Ação divina
08/08/2025
Por Michelli Possmozer
Em Dubai, onde o som que ecoa das mesquitas convoca os muçulmanos a fazerem suas preces cinco vezes ao dia, vivem, aproximadamente, 3,6 milhões de pessoas, em sua maioria, estrangeiras. Conhecida por sua arquitetura futurista e pela imensa diversidade cultural, a cidade, construída no deserto, nos Emirados Árabes Unidos (EAU), reúne povos de mais de 200 países. Unindo modernidade e tradição, com temperaturas que podem chegar a 50º C no verão, Dubai atrai milhões de turistas ano após ano, mas também aqueles que buscam cumprir o Ide de Jesus (Mc 16.15; Mt 28.19,20).
Naquela nação, em que o islamismo é a religião oficial e a pregação cristã pública é proibida, igrejas evangélicas vêm atuando de modo discreto. Por lei, apenas estrangeiros podem frequentá-las, sendo vetada qualquer ação de proselitismo. Porém, apesar das restrições impostas pelo regime islamita, cristãos brasileiros têm encontrado maneiras de compartilhar a fé no emirado, espalhando a luz do Evangelho de Cristo e dando testemunho da vida transformada por Jesus. Desse modo, seja por meio da comunhão nas casas, seja nos templos, a graça de Deus brilha naquela porção do
Oriente Médio.

Foto: Divulgação / International Brazilian Fellowship (IBF)
Segundo o World Christian Database de 2023, aproximadamente 440 mil cristãos – incluindo evangélicos e católicos – vivem em Dubai, o que corresponde a 13% da população local. Os seguidores de Jesus expatriados (residentes estrangeiros) são livres para adorar a Deus no privado ou nas igrejas dos Emirados Árabes Unidos, de acordo com a Missão Portas Abertas. No entanto, muçulmanos convertidos ao cristianismo sofrem perseguição da família, da comunidade e do governo daquele país, o qual ocupa o 60º lugar na Lista Mundial da Perseguição (LMP) 2025, ranking compilado por Portas Abertas que elenca as nações mais perigosas para os crentes em Cristo viverem. Além de Dubai, os EAU são compostos por mais seis emirados: Abu Dhabi, Sharjah, Ajman, Fujairah, Ras Al Khaimah e Umm Al Quwain.

== DADOS BRUTOS ==
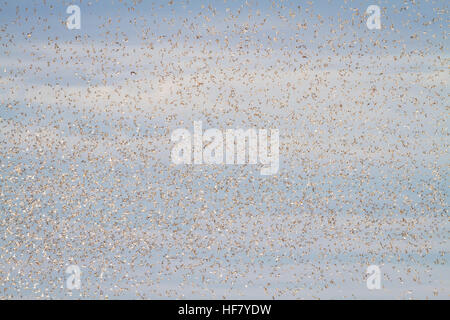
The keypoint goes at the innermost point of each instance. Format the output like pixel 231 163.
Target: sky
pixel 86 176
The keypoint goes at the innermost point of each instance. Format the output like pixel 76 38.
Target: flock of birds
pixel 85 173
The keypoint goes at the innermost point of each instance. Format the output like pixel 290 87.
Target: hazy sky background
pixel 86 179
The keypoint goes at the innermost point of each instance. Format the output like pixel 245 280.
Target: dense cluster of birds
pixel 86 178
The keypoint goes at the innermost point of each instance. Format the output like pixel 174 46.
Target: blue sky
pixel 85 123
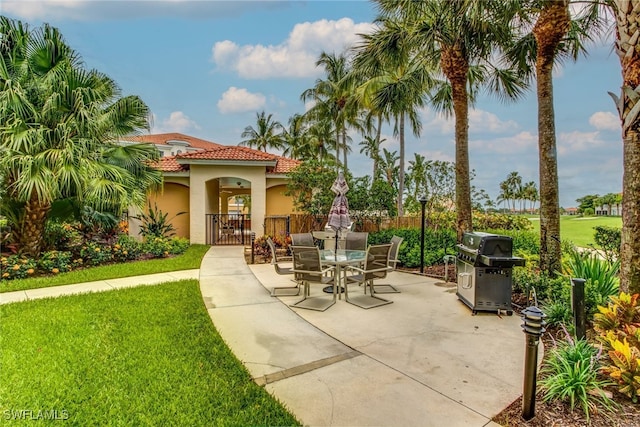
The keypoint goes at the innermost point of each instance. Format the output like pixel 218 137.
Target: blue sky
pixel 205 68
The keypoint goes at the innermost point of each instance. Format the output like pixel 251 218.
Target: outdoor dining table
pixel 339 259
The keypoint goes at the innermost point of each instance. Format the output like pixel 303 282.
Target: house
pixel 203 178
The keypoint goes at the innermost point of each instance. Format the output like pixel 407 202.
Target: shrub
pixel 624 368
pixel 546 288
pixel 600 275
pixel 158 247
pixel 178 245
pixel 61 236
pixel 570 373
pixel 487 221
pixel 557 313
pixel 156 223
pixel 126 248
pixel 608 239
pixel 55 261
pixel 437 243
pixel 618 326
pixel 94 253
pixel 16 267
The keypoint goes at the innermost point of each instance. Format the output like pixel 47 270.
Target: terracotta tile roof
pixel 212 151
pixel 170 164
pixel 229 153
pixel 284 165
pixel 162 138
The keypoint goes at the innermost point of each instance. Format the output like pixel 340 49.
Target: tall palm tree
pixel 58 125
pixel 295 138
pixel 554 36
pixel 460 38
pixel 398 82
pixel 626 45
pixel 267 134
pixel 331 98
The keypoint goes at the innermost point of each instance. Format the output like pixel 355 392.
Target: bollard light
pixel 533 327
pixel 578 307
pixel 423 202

--

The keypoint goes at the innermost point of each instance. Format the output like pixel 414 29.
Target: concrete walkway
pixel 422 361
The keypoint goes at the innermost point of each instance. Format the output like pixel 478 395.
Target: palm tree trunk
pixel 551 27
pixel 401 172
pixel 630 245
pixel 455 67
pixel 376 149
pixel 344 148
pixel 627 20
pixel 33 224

== DESAFIOS ==
(a) Segundo o trecho sobre Dubai, que posição os Emirados Árabes Unidos ocupam na Lista Mundial da Perseguição 2025?
(b) Reproduza fielmente a parte do trecho sobre Dubai que começa nas palavras "Foto: Divulgação /" e termina logo após "Umm Al Quwain.".
Responda apenas com base no trecho sobre Dubai.

== RESPOSTAS ==
(a) O 60º lugar.

(b)
Foto: Divulgação / International Brazilian Fellowship (IBF)
Segundo o World Christian Database de 2023, aproximadamente 440 mil cristãos – incluindo evangélicos e católicos – vivem em Dubai, o que corresponde a 13% da população local. Os seguidores de Jesus expatriados (residentes estrangeiros) são livres para adorar a Deus no privado ou nas igrejas dos Emirados Árabes Unidos, de acordo com a Missão Portas Abertas. No entanto, muçulmanos convertidos ao cristianismo sofrem perseguição da família, da comunidade e do governo daquele país, o qual ocupa o 60º lugar na Lista Mundial da Perseguição (LMP) 2025, ranking compilado por Portas Abertas que elenca as nações mais perigosas para os crentes em Cristo viverem. Além de Dubai, os EAU são compostos por mais seis emirados: Abu Dhabi, Sharjah, Ajman, Fujairah, Ras Al Khaimah e Umm Al Quwain.